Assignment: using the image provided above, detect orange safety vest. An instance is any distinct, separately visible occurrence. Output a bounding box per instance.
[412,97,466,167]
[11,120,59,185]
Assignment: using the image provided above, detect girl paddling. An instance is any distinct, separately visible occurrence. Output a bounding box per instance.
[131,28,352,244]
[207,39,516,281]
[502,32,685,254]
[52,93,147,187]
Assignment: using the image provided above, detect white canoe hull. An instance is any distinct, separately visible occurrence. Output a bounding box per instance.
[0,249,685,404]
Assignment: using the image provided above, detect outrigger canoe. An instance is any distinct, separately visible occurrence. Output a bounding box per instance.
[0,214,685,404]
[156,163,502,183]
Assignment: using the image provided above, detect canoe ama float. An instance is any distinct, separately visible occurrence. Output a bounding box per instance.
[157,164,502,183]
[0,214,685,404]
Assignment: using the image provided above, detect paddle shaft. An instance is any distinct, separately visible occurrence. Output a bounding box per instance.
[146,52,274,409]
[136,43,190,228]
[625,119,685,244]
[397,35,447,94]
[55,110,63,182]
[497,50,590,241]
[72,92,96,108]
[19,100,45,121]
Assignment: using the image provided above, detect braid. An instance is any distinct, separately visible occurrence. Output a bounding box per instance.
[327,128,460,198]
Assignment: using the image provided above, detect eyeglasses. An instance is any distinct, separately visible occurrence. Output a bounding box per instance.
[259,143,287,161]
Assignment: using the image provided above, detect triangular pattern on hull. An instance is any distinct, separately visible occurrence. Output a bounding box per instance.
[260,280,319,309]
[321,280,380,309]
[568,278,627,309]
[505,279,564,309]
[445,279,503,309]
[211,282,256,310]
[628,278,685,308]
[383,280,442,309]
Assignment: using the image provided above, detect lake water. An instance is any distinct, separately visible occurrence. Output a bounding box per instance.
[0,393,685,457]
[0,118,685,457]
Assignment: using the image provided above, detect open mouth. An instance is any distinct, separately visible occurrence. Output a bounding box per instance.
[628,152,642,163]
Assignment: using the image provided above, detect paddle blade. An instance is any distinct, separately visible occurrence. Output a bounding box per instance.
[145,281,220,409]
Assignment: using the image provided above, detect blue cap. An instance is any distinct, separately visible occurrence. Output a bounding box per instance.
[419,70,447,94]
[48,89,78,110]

• TASK OBJECTIVE:
Shift the stretch of the listing from the line containing "Assignment: using the image provided above, detect paddle blade." through the end of the listing: repeat every line in full, adding 36 to each bounding-box coordinate in the answers.

• RESPONSE FOR THIS EXERCISE:
Assignment: using the image provided above, detect paddle blade. An instance is any distinct, separately visible occurrence. Output a bounding box per instance.
[181,317,256,445]
Assignment: using the image provided above, detect blue cap. An instance is any distinct, separately visible occurrence. Output a bounding box per instance.
[455,106,483,130]
[84,125,114,146]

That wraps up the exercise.